──────── Records shown ────────
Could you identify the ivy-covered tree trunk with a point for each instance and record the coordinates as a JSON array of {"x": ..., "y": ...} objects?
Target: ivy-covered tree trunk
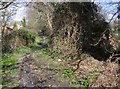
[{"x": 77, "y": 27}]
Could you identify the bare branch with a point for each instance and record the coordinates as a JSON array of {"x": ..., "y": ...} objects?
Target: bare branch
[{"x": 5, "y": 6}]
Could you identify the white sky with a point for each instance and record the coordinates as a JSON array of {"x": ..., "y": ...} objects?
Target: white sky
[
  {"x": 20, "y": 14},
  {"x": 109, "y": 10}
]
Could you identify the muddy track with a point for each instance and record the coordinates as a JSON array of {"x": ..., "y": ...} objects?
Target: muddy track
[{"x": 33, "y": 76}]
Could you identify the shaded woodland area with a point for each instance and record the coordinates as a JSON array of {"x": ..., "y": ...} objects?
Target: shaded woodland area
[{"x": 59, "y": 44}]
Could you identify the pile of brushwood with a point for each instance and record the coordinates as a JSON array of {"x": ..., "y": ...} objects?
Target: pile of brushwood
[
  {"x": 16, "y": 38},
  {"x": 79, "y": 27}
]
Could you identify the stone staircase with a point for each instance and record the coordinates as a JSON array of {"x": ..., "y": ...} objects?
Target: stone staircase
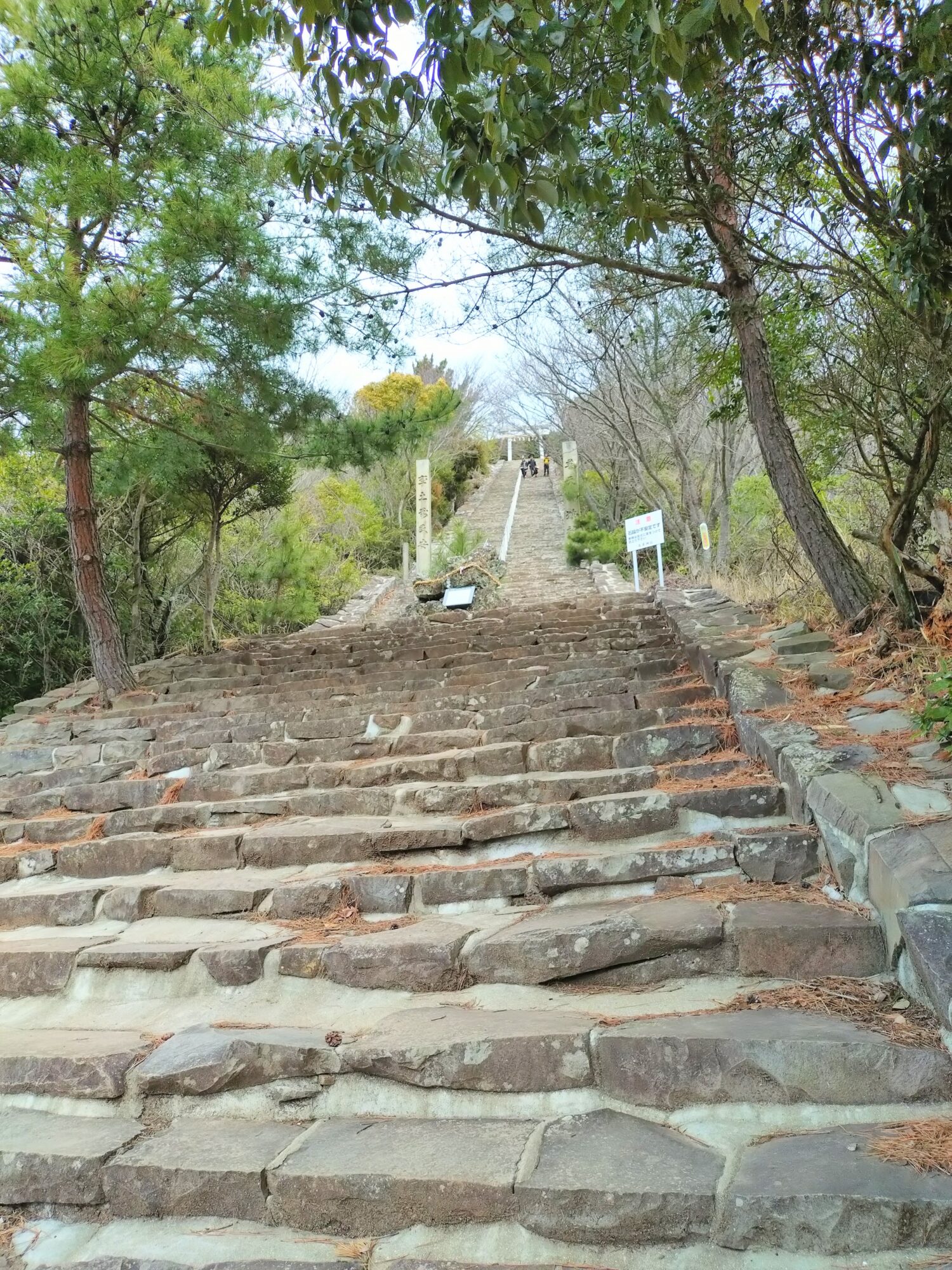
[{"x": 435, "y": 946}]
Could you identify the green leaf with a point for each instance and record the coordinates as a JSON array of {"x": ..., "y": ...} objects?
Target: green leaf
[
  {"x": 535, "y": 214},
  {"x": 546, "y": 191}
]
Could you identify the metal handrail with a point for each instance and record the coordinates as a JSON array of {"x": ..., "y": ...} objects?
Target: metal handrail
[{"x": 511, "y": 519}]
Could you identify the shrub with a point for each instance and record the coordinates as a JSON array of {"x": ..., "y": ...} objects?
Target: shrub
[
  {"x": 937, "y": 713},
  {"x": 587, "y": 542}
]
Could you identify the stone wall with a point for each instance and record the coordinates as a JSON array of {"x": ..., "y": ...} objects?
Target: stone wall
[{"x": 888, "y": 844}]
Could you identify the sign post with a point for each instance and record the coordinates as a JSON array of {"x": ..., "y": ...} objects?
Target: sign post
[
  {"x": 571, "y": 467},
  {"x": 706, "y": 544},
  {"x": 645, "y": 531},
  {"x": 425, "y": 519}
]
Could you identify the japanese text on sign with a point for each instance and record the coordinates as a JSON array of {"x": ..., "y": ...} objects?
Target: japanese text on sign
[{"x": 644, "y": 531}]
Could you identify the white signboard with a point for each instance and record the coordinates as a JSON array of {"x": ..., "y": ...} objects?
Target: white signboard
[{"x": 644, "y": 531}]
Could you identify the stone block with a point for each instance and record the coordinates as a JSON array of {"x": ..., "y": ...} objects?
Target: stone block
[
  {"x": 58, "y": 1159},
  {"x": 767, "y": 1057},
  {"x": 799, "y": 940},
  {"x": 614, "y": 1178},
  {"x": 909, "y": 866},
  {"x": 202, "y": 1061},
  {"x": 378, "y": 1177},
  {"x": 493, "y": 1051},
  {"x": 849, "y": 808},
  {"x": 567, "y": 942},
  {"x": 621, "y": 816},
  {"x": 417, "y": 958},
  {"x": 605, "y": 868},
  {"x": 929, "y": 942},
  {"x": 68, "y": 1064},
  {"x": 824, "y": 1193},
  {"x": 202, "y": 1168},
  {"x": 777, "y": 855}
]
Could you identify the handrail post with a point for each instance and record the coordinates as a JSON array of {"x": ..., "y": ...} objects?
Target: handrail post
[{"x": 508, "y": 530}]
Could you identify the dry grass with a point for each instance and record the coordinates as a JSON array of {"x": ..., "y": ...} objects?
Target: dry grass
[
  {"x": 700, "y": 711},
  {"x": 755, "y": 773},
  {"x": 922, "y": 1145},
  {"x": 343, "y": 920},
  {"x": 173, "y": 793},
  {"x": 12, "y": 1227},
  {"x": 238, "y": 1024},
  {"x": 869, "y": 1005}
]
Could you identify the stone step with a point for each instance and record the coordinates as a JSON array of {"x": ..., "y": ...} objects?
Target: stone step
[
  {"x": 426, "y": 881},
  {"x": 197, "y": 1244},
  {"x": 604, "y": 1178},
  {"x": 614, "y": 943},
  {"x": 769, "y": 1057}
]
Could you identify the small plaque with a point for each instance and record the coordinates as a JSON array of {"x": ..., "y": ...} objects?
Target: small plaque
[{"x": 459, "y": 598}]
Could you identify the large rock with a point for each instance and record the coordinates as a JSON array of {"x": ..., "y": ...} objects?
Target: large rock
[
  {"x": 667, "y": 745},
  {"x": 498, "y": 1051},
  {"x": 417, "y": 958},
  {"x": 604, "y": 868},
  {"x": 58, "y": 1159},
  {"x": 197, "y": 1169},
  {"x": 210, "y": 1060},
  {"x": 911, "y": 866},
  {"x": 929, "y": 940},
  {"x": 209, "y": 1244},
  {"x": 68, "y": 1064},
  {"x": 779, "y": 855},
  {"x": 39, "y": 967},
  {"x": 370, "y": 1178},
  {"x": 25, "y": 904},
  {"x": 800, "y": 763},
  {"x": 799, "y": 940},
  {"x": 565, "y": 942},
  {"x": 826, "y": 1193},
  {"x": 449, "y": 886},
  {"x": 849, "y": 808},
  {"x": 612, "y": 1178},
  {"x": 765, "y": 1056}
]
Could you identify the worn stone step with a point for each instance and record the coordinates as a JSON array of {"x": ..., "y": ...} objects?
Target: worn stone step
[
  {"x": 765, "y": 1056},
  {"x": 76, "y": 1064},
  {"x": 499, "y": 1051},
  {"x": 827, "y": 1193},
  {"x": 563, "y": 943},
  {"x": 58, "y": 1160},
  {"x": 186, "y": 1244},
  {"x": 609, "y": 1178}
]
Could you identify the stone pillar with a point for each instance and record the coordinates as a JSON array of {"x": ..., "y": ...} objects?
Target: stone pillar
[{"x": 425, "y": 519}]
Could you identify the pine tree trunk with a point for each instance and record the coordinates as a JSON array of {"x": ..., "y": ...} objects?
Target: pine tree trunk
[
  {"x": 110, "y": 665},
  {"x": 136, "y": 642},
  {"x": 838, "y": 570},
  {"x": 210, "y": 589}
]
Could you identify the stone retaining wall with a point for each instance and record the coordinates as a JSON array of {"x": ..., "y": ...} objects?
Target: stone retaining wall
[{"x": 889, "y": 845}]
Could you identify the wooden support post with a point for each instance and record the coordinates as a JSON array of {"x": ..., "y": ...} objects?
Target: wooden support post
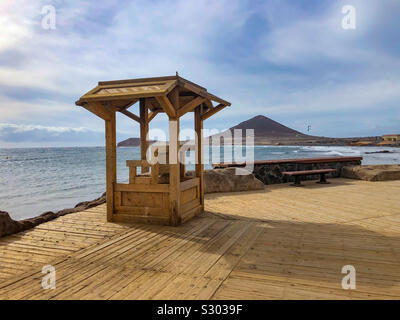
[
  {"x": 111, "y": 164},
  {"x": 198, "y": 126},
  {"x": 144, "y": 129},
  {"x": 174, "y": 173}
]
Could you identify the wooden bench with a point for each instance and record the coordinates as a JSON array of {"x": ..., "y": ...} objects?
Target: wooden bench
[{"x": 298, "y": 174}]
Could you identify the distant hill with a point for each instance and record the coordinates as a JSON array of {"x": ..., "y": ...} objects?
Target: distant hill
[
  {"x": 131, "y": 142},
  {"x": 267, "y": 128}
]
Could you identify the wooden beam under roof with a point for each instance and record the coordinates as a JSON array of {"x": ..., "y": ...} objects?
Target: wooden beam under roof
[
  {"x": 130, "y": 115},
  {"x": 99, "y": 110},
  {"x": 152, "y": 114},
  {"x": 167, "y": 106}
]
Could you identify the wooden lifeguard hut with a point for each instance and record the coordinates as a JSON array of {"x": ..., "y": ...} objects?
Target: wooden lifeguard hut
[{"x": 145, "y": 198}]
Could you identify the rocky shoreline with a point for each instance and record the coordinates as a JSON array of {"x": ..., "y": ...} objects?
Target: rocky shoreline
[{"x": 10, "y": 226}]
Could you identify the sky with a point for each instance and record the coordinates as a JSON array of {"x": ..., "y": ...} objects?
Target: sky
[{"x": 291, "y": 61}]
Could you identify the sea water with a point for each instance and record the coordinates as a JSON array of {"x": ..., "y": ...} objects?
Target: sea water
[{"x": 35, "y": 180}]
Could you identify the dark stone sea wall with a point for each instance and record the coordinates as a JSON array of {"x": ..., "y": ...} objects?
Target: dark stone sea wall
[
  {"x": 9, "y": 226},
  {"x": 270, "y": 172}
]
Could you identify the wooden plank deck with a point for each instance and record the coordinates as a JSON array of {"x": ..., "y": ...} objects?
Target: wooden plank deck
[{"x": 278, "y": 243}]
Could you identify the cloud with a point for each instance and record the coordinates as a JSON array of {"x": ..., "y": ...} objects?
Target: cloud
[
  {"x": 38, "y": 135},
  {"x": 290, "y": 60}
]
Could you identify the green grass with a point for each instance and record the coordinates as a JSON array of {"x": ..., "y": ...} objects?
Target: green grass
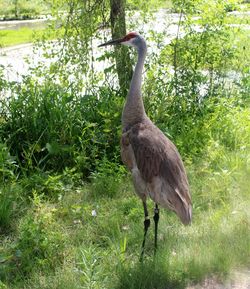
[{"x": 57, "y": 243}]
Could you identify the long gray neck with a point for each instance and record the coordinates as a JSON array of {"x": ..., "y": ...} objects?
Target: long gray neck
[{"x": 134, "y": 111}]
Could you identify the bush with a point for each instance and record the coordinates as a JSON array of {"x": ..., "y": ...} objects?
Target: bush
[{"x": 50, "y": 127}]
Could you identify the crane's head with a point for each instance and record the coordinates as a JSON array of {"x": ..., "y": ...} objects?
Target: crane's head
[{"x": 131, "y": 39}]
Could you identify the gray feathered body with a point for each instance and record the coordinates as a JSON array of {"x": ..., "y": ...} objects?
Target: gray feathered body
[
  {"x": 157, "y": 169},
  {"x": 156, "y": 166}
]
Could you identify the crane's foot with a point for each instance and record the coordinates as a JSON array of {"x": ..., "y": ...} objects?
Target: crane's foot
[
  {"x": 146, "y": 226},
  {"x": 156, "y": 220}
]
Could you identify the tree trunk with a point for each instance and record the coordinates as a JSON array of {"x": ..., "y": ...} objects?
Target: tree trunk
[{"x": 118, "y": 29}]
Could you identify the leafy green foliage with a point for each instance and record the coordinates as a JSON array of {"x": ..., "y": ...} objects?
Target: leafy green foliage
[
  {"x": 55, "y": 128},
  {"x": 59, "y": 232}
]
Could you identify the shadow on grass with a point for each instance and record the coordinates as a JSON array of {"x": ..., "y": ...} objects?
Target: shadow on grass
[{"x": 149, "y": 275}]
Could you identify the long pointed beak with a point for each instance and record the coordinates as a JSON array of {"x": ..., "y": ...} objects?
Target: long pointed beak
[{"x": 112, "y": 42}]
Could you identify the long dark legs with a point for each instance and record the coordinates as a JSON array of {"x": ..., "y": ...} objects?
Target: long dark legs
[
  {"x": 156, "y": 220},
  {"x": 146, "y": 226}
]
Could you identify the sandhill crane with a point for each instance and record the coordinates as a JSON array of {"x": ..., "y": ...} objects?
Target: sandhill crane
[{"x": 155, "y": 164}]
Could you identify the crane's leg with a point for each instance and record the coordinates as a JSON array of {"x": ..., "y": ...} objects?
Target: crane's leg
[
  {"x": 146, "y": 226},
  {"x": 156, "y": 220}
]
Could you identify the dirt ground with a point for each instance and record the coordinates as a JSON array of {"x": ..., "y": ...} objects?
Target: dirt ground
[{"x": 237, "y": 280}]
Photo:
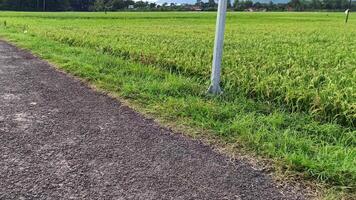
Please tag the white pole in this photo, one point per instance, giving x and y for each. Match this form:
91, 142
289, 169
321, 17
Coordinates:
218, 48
────────
■ **Directions for this task**
Within the listing above, give again exactly every line from the line with "Target: stone block" through the line with "Could you identify the stone step", both included, and no other line.

■ **Written reply**
Target: stone block
[
  {"x": 58, "y": 1159},
  {"x": 767, "y": 1057},
  {"x": 799, "y": 940},
  {"x": 614, "y": 1178},
  {"x": 909, "y": 866},
  {"x": 202, "y": 1061},
  {"x": 378, "y": 1177},
  {"x": 493, "y": 1051},
  {"x": 849, "y": 808},
  {"x": 567, "y": 942},
  {"x": 621, "y": 816},
  {"x": 417, "y": 958},
  {"x": 605, "y": 868},
  {"x": 929, "y": 942},
  {"x": 68, "y": 1064},
  {"x": 824, "y": 1193},
  {"x": 202, "y": 1168},
  {"x": 777, "y": 855}
]
Could you identify the handrail post with a point for each instance and record the coordinates as a JSON array of {"x": ..., "y": ...} objects?
Target: handrail post
[{"x": 508, "y": 530}]
Could you identify the dry grass with a point for each instance and record the coordinates as a JSON array of {"x": ..., "y": ...} objects?
Target: dry grass
[
  {"x": 700, "y": 711},
  {"x": 755, "y": 773},
  {"x": 922, "y": 1145},
  {"x": 343, "y": 920},
  {"x": 173, "y": 793},
  {"x": 12, "y": 1227},
  {"x": 238, "y": 1024},
  {"x": 869, "y": 1005}
]
Could you identify the stone step with a point for each instance and record the coordinates as a JSON array of {"x": ..., "y": ...} objects?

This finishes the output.